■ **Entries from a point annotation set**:
━━━━━━
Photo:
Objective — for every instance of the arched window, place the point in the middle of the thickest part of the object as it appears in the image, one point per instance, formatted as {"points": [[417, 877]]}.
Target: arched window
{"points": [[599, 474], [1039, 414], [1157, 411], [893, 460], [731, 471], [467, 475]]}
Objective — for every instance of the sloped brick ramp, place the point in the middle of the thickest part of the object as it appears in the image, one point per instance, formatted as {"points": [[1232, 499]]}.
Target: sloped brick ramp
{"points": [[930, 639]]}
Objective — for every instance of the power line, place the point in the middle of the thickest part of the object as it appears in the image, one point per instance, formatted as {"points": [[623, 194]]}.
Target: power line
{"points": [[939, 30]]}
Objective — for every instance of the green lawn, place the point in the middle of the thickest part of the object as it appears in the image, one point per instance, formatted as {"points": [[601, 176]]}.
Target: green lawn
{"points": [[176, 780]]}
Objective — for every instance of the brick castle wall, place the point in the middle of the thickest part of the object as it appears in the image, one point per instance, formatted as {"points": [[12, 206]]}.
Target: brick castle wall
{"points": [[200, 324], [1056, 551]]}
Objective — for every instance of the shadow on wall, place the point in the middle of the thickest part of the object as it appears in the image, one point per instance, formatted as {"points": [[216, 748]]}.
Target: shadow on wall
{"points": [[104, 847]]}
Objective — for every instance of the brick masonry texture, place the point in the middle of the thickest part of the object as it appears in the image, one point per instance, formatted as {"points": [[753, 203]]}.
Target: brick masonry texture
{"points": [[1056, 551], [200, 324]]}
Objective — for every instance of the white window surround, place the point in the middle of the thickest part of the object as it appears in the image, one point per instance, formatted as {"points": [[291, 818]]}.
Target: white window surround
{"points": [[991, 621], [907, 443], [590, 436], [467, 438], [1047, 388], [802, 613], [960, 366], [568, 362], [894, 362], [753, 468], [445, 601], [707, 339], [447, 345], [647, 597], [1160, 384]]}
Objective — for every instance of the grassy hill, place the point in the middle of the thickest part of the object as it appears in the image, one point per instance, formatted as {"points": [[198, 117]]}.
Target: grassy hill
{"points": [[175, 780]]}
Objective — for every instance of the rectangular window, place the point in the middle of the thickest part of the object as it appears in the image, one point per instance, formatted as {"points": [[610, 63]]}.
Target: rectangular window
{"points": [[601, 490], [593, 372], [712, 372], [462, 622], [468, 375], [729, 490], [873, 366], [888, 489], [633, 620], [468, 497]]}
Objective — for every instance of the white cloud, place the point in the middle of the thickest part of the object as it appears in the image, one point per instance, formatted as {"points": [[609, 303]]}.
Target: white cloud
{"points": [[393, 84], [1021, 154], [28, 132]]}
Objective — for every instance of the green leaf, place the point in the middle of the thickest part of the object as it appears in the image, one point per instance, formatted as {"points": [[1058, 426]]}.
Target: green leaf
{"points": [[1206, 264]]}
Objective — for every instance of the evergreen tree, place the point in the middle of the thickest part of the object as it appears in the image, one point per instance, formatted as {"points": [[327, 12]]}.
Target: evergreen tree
━━━━━━
Write out all of the items again, swapping "thickest part" for "widest part" wherever it occurs and leaving everything else unchanged.

■ **WORKED ANSWER**:
Photo:
Objective — for every instance of the arched window, place the point in the middle of the widest part of the object as it appears in the image, one point per instance, formatted as {"points": [[417, 877]]}.
Target: arched window
{"points": [[599, 474], [1039, 414], [1157, 411], [893, 460], [731, 471], [467, 475]]}
Objective — for every instance of the sloped brick ramp, place the point in the middle of the widest part of the object as it appears in the image, one point per instance, formatted as {"points": [[1232, 499]]}.
Target: sloped brick ramp
{"points": [[930, 639]]}
Objective — for every instance of the power line, place the point in the middle of the widest part of the object as it appears in the image, one point per instance, formatted as {"points": [[623, 194]]}.
Target: power line
{"points": [[939, 30]]}
Objective — for every instance of the green lawn, place the point in the middle of the widest part of the object as it appears in the image, one point per instance, formatted as {"points": [[601, 176]]}.
Target: green lawn
{"points": [[176, 780]]}
Objective — for every instance of the brick castle wall, place the point in the middle of the widest part of the object as it appears in the image, one point per instance, formatted as {"points": [[12, 206]]}.
Target: brick castle wall
{"points": [[200, 324], [1056, 551]]}
Objective — for every instance of the shadow on wall, place the point in the middle of the widest part of the object as it appears in the image, one point per instance, formatted as {"points": [[216, 748]]}.
Target: shadow on wall
{"points": [[104, 847]]}
Objective — for every instance of the brick masonry texture, place the point in the middle of the widest part of the object as it appears in the image, one point per instance, formatted as {"points": [[753, 203]]}.
Target: brick masonry texture
{"points": [[1056, 551], [200, 324]]}
Objective — for every instance of the white window surround, place the point in the middle of the widest part of the object as it appears in the image, one point per instance, formatted as {"points": [[291, 818]]}.
Target: white window surround
{"points": [[991, 621], [907, 443], [590, 436], [467, 438], [1047, 388], [802, 613], [960, 366], [568, 362], [894, 362], [753, 468], [445, 601], [707, 339], [447, 345], [647, 597], [1160, 384]]}
Objective — for every instance of the grassy hill, place the point in the middle of the widest part of the object as it appears in the image, one point per instance, formatted as {"points": [[198, 117]]}.
Target: grassy hill
{"points": [[175, 780]]}
Objective — for every instance of the rectangular window, place the point in the middle of the widest part of the object as it appears in the image, one point per instance, formatted as {"points": [[610, 63]]}.
Target: rectangular window
{"points": [[601, 490], [593, 372], [712, 372], [462, 622], [468, 375], [729, 490], [873, 366], [888, 489], [633, 620], [468, 497]]}
Objective — for every instance of the white cloud, place the point in the middle of the widest part of the object as it appears in the image, one point per instance, formatted as {"points": [[609, 303]]}.
Target: white cloud
{"points": [[393, 84], [1021, 154], [28, 132]]}
Objective — for every instance of the green leaf, place the point in the middle of the widest part of the object as it appears in the image, one point per instance, formatted as {"points": [[1058, 426]]}.
Target: green leaf
{"points": [[1206, 264]]}
Objective — for every instance of the evergreen tree, place the point in the middle of the widest part of the object as it appears in the image, one point per instance, formatted as {"points": [[327, 12]]}.
Target: evergreen tree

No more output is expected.